# PROVIDED PASSAGE
The happy days of 2012 – when Trump’s gossamer hair was spun high by a statically-charged balloon, skilfully wielded by the eco-activist Stan Blackley outside the Scottish Parliament – are no doubt over.

But watching Brodkin’s escapades (which, let’s be honest, also serve to enhance his comedy brand and ensure sell-out tours), you can understand why political stunts and pranks keep happening.

In 2016, the comedian successfully renamed the luxury yacht of Sir Phillip Green, the reviled despoiler of British Home Stores, as the “BHS Destroyer”. The sheer ingenuity and adventure involved – adroitly steering your dinghy into place, using suction clamps to attach a large canvas to the side of the boat – is both attractive and engaging.

For Generations Y and Z, who look at standard forms of political representation and find them utterly compromised and wanting, the stunt or prank is both active and productive. Particularly if you can ensure there’s enough media cameras available to catch the action.

Brodkin seems pretty successful at this. When he threw fake money at former Fifa head Sepp Blatter in 2015, during a major televised press conference, the clip dominated the news schedules of the day. Whether Brodkin knows it or not, this echoes one of the most famous pranks of the hippie era – when Abbie Hoffman, founder of the Youth International Party (or “Yippies”), seized the visitors gallery in Wall Street on August 24, 1967 and threw hundreds of dollar bills at the scowling (and scrabbling) traders below.

Outcome? “In the minds of millions of teenagers, the stock market had just crashed,” said Hoffman hopefully. In reality, it meant bulletproof glass erected round the visitors’ gallery three weeks later.

A post-Holyrood Scotland doesn’t seem seized by pranksterism against its major politicians and main institutions. (Though I do remember in the 90s being directed to walk out, in full Rectorial robes and before all the cameras, as a Tory education minister walked in, by a certain young law student called Nicola Sturgeon). Perhaps when it does starts to happen, we’ll know the SNP really have become the establishment.

Yet if your political situation is so dire that it demands non-violent resistance of some kind, it’s best that it involves humour, fun or embarrassment. The great theorist of this is the Serbian Srjdja Popovic, whose Otpor! movement toppled Slobodan Milosevic in 2000 and who now advises protest movements throughout the world.

What’s interesting is that Popovic is less concerned with heroic political hoaxes, and more with acts that are much smaller, more do-able and everyday. Tactics which prove that “we are the many and they are the few” but which don’t result in you getting “killed or roughed up too badly” are best.

In Pinochet’s Chile, taxis used to deliberately drive at half-speed. In Iran, ringtones are used that have a vaguely subversive air. Popovic and his crew used to place barrels in the street with the hated dictator Milosevic’s face painted on them, along with a stick that passers-by could use to beat it with. How do you arrest a beaten barrel?

Popovic calls this “laughtivism”. Humour reduces fear and grows confidence, he writes in his 2015 book Blueprint for Revolution. “It also adds the necessary cool factor, which helps movements attract new members. Finally, humour can incite clumsy reactions from your opponents – the high and mighty can’t take a joke”.

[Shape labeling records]
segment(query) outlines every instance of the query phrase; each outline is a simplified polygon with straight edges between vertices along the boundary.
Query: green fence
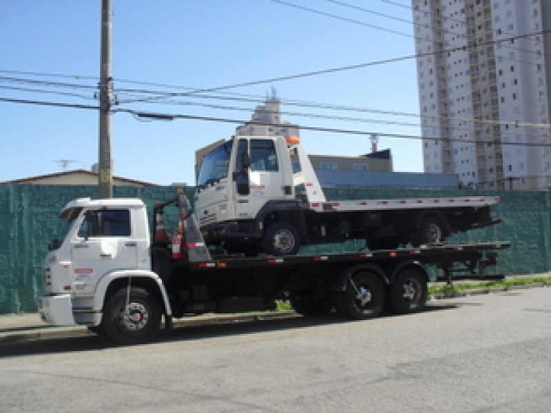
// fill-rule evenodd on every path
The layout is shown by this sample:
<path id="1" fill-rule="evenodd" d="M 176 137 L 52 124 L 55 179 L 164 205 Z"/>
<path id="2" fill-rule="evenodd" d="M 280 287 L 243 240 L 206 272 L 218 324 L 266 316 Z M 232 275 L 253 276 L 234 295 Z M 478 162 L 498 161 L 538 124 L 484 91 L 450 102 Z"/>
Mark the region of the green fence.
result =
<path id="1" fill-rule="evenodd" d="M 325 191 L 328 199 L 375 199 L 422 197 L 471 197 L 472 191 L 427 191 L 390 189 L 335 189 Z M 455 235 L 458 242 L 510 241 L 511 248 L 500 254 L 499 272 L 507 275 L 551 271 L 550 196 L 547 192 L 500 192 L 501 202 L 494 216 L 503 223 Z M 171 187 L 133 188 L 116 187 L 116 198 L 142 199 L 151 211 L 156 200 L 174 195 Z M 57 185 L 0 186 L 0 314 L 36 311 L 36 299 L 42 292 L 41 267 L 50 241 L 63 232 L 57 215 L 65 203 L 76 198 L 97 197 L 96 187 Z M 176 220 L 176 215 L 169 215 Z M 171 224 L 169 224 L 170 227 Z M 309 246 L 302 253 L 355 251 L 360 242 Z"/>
==
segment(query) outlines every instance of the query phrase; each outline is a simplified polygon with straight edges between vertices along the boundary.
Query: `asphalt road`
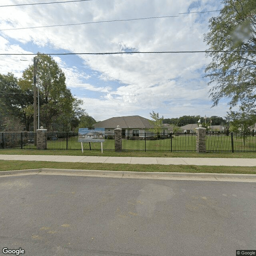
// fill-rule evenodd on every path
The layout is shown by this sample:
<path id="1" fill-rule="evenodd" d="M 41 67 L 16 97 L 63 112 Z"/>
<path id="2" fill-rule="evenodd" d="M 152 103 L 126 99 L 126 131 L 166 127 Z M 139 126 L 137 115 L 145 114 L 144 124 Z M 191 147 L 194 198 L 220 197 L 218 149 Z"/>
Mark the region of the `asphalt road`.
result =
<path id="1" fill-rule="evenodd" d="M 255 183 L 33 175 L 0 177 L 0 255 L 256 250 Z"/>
==
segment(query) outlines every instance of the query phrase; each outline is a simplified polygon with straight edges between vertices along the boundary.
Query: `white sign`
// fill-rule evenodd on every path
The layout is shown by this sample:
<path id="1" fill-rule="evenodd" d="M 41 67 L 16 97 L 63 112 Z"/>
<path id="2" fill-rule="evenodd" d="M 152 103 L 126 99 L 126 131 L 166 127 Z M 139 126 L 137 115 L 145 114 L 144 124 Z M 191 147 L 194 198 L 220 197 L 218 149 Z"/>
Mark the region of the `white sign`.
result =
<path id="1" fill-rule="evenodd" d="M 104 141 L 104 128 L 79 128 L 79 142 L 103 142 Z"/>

# PROBLEM
Reproduce word for word the part of the passage on political pranks that begins at the words "But watching Brodkin’s" and stops after the words "catch the action.".

# THE SOLUTION
But watching Brodkin’s escapades (which, let’s be honest, also serve to enhance his comedy brand and ensure sell-out tours), you can understand why political stunts and pranks keep happening.

In 2016, the comedian successfully renamed the luxury yacht of Sir Phillip Green, the reviled despoiler of British Home Stores, as the “BHS Destroyer”. The sheer ingenuity and adventure involved – adroitly steering your dinghy into place, using suction clamps to attach a large canvas to the side of the boat – is both attractive and engaging.

For Generations Y and Z, who look at standard forms of political representation and find them utterly compromised and wanting, the stunt or prank is both active and productive. Particularly if you can ensure there’s enough media cameras available to catch the action.